(Records for this exercise Opens)

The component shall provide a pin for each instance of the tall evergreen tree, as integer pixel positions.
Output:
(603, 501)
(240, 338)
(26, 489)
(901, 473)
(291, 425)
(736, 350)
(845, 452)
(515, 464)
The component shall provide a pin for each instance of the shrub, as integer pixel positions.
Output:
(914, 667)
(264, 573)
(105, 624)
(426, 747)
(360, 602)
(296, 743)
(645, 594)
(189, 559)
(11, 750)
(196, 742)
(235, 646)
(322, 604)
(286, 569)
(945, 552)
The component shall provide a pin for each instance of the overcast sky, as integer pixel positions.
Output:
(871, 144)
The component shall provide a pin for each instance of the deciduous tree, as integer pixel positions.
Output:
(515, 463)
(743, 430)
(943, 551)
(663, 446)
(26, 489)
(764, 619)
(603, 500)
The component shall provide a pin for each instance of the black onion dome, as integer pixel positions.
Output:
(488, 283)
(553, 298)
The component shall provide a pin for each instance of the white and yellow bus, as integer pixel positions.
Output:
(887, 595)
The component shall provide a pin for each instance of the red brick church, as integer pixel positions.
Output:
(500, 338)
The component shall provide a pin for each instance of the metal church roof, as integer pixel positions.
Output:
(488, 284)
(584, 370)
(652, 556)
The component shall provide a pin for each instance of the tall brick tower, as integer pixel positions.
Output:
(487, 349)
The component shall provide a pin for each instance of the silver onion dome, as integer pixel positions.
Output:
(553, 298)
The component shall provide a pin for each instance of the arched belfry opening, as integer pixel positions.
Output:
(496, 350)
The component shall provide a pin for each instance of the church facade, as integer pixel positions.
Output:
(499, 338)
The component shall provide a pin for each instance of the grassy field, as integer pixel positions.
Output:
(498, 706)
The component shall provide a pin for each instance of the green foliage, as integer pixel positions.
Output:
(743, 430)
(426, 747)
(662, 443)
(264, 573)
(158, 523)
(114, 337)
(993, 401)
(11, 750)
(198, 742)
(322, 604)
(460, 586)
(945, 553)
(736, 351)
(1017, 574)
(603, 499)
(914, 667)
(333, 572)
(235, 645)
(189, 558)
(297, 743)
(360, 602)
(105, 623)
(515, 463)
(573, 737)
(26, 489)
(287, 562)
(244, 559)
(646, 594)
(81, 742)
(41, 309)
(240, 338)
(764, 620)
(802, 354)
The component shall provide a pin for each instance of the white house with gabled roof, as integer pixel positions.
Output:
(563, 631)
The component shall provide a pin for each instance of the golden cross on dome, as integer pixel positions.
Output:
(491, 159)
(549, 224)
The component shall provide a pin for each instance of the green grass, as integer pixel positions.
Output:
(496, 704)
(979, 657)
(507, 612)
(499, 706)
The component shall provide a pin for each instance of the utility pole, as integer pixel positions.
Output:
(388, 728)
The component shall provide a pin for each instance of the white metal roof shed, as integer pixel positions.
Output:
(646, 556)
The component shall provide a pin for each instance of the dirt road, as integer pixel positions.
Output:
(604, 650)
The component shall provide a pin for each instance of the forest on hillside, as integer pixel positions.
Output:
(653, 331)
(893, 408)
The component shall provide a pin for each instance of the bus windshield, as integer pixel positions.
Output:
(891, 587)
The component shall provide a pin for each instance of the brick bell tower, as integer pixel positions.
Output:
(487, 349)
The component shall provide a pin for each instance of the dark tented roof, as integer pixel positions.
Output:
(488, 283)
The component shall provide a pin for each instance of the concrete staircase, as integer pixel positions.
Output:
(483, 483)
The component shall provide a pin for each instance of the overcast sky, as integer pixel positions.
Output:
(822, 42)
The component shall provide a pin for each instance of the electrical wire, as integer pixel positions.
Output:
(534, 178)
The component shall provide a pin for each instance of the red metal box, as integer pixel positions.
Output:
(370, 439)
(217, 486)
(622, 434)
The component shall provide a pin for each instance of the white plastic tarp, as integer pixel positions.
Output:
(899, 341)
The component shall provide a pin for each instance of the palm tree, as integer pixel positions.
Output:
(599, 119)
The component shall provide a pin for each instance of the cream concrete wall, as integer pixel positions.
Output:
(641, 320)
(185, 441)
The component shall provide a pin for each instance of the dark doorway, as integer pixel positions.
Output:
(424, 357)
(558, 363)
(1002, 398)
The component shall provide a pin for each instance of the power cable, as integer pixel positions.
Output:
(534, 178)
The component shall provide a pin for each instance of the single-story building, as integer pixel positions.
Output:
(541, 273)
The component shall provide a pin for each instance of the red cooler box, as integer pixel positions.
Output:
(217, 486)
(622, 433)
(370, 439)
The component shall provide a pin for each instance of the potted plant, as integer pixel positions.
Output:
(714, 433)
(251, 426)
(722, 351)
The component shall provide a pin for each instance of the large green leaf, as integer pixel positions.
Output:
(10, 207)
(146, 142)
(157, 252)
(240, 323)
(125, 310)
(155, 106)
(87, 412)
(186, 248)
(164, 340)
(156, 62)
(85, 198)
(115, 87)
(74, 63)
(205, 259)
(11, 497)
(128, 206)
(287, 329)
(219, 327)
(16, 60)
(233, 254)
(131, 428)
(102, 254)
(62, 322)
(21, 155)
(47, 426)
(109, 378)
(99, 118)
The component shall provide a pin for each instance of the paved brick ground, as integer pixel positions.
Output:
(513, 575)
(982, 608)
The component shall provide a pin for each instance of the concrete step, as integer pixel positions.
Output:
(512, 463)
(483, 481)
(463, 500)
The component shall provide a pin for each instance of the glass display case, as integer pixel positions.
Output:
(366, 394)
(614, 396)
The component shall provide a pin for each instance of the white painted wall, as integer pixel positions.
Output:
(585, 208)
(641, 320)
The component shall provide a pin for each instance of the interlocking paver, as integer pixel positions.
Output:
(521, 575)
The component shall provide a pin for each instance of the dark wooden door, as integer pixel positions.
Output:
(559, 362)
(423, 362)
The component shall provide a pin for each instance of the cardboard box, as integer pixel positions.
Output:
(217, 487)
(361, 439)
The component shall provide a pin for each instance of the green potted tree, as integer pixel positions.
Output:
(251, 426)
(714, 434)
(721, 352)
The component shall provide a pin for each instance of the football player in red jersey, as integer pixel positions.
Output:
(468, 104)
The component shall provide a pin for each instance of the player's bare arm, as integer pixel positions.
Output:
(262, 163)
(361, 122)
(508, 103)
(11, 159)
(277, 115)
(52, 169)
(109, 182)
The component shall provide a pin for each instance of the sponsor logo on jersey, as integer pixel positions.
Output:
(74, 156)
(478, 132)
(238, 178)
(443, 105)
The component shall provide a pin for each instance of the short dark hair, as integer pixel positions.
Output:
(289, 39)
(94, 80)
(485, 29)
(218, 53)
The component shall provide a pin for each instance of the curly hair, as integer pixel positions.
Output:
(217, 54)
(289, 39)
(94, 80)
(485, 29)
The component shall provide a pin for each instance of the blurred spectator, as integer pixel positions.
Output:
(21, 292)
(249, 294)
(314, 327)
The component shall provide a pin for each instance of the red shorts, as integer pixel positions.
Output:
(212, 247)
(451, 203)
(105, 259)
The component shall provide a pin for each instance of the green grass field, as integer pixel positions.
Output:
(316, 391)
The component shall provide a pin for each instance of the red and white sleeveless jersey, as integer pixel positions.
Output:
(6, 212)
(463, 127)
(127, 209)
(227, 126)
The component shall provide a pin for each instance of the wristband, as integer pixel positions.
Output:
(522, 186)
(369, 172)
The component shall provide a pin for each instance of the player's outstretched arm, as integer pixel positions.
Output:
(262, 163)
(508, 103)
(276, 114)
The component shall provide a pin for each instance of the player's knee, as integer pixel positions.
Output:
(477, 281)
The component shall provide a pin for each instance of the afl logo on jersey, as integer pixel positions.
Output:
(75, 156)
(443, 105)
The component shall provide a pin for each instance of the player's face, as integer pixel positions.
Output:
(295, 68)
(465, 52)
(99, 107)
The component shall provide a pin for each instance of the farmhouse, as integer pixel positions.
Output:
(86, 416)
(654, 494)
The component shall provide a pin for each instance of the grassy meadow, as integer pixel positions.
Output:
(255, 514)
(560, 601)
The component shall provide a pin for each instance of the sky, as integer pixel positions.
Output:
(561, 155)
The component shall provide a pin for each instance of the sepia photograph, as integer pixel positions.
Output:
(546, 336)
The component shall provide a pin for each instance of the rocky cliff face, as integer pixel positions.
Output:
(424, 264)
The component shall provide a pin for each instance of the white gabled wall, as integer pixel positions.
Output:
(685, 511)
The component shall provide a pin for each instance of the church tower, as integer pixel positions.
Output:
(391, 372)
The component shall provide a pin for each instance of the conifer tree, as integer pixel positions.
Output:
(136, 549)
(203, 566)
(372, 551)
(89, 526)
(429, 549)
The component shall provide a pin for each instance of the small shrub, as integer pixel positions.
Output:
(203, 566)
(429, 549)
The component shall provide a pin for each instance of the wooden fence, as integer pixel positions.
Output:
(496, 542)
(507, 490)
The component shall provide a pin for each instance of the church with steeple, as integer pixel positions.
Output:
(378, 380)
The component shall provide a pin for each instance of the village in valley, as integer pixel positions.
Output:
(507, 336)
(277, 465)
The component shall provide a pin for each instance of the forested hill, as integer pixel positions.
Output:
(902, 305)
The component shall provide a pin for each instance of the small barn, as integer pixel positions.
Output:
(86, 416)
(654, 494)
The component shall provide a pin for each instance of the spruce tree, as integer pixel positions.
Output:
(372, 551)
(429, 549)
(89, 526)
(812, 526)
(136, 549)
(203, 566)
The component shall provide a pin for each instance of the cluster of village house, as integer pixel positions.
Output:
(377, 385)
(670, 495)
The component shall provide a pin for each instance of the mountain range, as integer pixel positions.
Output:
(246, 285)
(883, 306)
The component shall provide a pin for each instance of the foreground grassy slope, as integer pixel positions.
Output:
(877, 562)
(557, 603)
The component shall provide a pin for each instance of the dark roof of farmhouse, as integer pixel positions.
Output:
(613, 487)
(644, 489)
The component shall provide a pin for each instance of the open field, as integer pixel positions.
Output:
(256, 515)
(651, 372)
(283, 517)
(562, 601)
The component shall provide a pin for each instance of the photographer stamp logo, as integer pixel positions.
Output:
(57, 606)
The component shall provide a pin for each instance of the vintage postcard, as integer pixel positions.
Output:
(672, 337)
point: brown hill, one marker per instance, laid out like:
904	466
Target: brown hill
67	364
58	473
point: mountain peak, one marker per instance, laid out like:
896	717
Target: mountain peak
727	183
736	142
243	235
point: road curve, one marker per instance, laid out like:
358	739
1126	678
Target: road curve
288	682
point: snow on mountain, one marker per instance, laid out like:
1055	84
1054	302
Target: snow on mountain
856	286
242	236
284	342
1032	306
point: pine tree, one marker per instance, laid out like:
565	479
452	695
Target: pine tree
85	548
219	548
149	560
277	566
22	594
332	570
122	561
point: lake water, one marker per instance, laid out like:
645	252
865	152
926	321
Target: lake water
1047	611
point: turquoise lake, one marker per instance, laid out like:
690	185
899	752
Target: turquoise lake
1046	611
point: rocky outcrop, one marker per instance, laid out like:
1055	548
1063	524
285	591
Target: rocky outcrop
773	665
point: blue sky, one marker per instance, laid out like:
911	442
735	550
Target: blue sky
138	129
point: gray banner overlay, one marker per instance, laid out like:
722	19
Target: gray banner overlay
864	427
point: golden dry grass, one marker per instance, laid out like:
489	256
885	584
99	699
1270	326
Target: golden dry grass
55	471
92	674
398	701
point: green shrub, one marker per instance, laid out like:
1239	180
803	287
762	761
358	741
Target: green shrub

(Records for this exercise Closes)

What is expected >> Looking at the entries above, count the lines that contain "hair" and answer with only the number.

Solution below >> 2